El 11 de septiembre de 1973 una llamada telefónica despertó al presidente Salvador Allende para anunciarle que la Marina se había sublevado. Ese día, marcado a fuego en la historia de Chile, sería el último de su vida y el inicio de la dictadura de Augusto Pinochet.

Allende, un médico de 65 años, partió escoltado por policías al Palacio presidencial de La Moneda, en el centro de Santiago, dispuesto a resistir la ofensiva golpista.

En varios cuarteles del país los tanquistas calentaban desde la medianoche los motores de los blindados, los aviadores asistían al ‘briefing’ de vuelo y los generales confirmaban la subordinación de sus tropas.

El mismo martes del golpe Allende iba a convocar a un plebiscito, en un esfuerzo desesperado para salvar al gobierno de la Unidad Popular, la coalición izquierdista que agonizaba tras 1.000 días en el poder.

Allende había asumido en 1970 la Presidencia -en la cuarta elección en que participaba- y durante su gobierno nacionalizó las minas de cobre, principal riqueza del país, que estaban en manos de compañías estadounidenses.

La estatización de minas de carbón, la intervención bancaria y la reforma agraria chocaron con la oposición de la derecha y el gobierno de Estados Unidos, que unieron fuerzas para desestabilizar a su gobierno mediante acciones concertadas, como paralizar el transporte y el comercio, y atentados con explosivos que provocaron apagones y dañaron puentes y oleoductos.

En ese contexto difícil, Allende ingresó a las 07.20horas al Palacio de La Moneda de traje y corbata, con un casco y empuñando un fusil.

El presidente organizó la resistencia. “Todo el que sea capaz y tenga condiciones para usar un arma, que la coja y la use”, les dijo, según el recuerdo del médico Oscar Soto, que ese día estaba en La Moneda.

Luego entregó un arma a los colaboradores que quisieron permanecer a su lado. No había más de 40 seguidores para defender el edificio del golpe perpetrado por el Estado Mayor integrado por los comandantes de las tres fuerzas militares (el general Augusto Pinochet, el almirante José Toribio Merino y el general de aviación Gustavo Leigh), además del jefe de la policía, César Mendoza.

A través de edecanes, Pinochet -a quien Allende vio hasta el final como un aliado- conminó al presidente a renunciar.

Allende “escuchaba con tranquilidad las diferentes informaciones que le entregaban y daba órdenes y respuestas que no admitían discusión”, relató dos semanas más tarde en La Habana su hija Beatriz, quien también permaneció en el lugar.

“Tomaba medidas para un combate largo. Se desplazaba continuamente desde un lugar a otro y se informaba de la cantidad de alimentos y agua almacenada”, agregó.

##########

Qué se pide:
Indica si cada afirmación coincide con el fragmento del texto y responde sí o no, citando sin cambios las palabras del fragmento que lo deciden.
1. Allende tenía 65 años el día del golpe.
2. Allende llegó a la Presidencia en la primera elección en que participó.
3. Más de cien seguidores defendieron La Moneda.

Material proporcionado:
##########

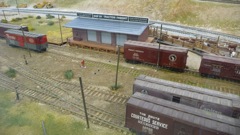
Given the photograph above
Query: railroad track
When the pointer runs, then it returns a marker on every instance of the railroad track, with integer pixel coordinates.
(135, 72)
(171, 27)
(51, 88)
(193, 32)
(224, 1)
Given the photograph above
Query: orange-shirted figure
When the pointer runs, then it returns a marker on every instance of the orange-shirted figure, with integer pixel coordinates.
(83, 64)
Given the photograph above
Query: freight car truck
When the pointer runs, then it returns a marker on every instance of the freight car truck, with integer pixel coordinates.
(5, 26)
(166, 56)
(219, 66)
(149, 115)
(29, 40)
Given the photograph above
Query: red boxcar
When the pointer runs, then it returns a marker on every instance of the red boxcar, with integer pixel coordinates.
(148, 115)
(5, 26)
(205, 99)
(169, 56)
(225, 67)
(34, 41)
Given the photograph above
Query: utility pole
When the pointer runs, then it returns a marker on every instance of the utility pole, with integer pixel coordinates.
(17, 94)
(44, 129)
(158, 56)
(161, 33)
(60, 28)
(117, 67)
(25, 41)
(4, 15)
(84, 104)
(17, 7)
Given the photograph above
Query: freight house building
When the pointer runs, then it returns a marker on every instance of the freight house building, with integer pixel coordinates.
(108, 29)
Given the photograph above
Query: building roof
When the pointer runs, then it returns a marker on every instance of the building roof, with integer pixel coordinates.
(27, 34)
(108, 26)
(11, 26)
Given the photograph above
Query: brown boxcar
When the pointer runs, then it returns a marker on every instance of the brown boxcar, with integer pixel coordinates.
(30, 40)
(205, 99)
(169, 56)
(4, 27)
(148, 115)
(224, 67)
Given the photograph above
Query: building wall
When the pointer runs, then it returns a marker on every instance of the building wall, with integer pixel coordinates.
(144, 35)
(99, 37)
(114, 39)
(132, 37)
(79, 34)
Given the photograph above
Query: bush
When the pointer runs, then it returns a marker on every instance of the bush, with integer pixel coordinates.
(18, 19)
(50, 23)
(68, 74)
(11, 73)
(31, 28)
(38, 17)
(48, 16)
(40, 22)
(4, 21)
(14, 20)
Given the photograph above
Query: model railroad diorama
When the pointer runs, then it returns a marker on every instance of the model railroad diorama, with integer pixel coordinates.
(156, 106)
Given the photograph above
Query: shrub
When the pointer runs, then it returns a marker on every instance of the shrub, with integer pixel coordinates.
(38, 17)
(50, 23)
(68, 74)
(18, 19)
(4, 21)
(11, 73)
(40, 21)
(48, 16)
(14, 20)
(31, 28)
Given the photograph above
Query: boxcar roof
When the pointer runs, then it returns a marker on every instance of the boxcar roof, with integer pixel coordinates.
(156, 46)
(108, 26)
(185, 113)
(27, 34)
(222, 58)
(225, 97)
(11, 26)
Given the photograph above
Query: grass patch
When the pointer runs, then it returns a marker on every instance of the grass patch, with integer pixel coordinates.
(26, 117)
(68, 74)
(11, 73)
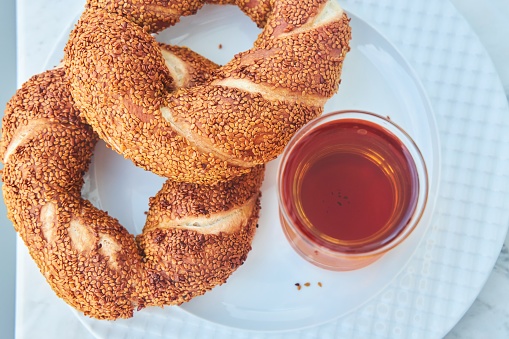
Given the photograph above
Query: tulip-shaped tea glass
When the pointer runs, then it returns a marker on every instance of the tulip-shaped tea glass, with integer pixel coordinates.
(352, 185)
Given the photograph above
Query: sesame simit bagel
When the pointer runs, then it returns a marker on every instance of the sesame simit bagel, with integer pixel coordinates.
(195, 236)
(240, 118)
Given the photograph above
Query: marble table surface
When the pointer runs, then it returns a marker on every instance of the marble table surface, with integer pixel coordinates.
(39, 25)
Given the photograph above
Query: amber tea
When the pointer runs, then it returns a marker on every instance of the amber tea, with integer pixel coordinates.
(349, 186)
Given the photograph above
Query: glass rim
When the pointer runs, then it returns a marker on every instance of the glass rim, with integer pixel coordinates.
(407, 141)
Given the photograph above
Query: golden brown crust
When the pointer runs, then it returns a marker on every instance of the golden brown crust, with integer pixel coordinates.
(86, 256)
(242, 117)
(152, 15)
(125, 111)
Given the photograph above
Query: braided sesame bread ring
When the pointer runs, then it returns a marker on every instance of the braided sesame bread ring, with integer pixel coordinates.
(194, 238)
(211, 132)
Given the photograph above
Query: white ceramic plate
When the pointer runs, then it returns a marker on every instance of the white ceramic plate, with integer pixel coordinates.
(402, 295)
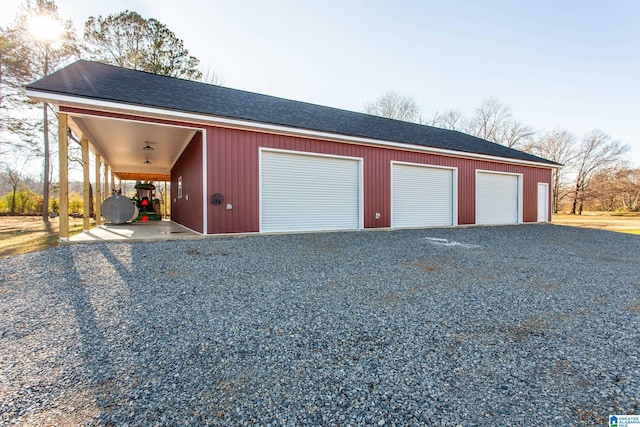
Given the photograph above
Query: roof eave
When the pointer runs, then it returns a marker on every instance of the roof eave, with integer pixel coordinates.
(59, 98)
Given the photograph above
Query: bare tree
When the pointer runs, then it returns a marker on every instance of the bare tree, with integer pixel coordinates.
(36, 56)
(597, 151)
(450, 119)
(615, 188)
(128, 40)
(494, 122)
(13, 175)
(559, 146)
(394, 106)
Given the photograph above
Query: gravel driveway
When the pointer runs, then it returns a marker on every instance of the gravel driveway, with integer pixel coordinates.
(523, 325)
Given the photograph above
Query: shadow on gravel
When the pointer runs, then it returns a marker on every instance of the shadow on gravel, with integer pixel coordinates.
(94, 347)
(526, 325)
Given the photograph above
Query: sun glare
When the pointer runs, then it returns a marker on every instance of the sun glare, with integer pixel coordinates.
(44, 27)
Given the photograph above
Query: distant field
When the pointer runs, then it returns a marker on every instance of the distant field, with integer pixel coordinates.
(22, 234)
(623, 223)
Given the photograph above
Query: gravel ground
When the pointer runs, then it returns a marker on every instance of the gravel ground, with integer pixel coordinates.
(523, 325)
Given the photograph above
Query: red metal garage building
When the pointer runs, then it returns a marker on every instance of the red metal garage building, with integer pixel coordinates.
(245, 162)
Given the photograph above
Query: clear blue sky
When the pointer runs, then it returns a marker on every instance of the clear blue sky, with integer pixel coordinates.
(567, 64)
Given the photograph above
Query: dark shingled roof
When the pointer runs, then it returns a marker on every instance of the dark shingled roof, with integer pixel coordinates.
(93, 80)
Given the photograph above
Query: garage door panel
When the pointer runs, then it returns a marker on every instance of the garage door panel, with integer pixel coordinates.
(305, 193)
(497, 197)
(422, 196)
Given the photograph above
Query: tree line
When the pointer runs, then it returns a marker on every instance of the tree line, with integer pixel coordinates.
(594, 175)
(39, 42)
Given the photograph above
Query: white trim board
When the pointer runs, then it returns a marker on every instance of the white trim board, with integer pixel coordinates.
(278, 129)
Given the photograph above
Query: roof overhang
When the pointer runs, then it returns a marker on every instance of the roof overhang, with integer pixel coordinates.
(196, 120)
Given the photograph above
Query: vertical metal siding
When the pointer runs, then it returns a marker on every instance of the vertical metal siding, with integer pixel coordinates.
(189, 167)
(233, 171)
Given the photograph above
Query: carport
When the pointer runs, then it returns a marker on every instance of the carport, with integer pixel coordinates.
(126, 149)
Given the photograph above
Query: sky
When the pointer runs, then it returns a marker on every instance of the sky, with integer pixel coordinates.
(565, 64)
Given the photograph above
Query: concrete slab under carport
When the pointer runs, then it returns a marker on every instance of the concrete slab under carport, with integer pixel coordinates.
(136, 231)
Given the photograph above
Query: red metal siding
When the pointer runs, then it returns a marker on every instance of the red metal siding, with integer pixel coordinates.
(233, 161)
(189, 167)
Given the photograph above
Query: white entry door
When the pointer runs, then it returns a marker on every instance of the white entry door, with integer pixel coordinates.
(543, 202)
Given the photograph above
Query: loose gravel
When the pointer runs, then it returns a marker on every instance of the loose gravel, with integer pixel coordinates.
(522, 325)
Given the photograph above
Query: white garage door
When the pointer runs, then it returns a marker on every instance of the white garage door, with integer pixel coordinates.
(497, 198)
(307, 193)
(422, 196)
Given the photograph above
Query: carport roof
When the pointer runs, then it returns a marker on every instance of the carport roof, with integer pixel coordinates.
(107, 83)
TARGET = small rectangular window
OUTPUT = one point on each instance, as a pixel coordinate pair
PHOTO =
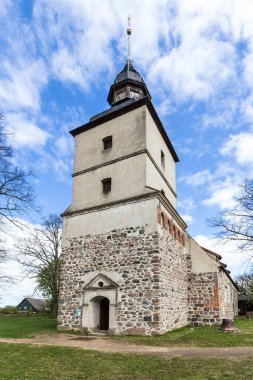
(162, 159)
(107, 185)
(107, 141)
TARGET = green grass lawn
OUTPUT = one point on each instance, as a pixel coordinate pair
(204, 336)
(28, 362)
(24, 327)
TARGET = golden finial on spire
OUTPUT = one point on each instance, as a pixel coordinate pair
(129, 32)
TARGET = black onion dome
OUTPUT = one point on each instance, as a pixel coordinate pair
(128, 72)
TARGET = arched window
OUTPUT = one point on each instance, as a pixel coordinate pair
(162, 220)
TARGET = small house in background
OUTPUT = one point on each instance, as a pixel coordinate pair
(245, 305)
(32, 305)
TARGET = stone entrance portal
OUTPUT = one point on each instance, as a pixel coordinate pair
(99, 304)
(104, 314)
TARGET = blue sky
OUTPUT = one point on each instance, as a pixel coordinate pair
(59, 58)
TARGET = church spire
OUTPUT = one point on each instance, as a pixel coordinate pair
(129, 33)
(128, 84)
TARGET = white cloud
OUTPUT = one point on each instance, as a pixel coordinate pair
(223, 193)
(25, 132)
(188, 219)
(198, 179)
(21, 84)
(236, 260)
(239, 146)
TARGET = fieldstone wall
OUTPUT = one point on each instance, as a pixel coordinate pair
(228, 297)
(132, 253)
(158, 291)
(173, 282)
(204, 300)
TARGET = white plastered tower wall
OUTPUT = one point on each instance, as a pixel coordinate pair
(128, 217)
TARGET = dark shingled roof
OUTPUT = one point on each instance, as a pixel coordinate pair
(128, 72)
(113, 109)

##########

Respuesta escrita:
1. Sí: "Allende, un médico de 65 años".
2. No: "en la cuarta elección en que participaba".
3. No: "No había más de 40 seguidores para defender el edificio".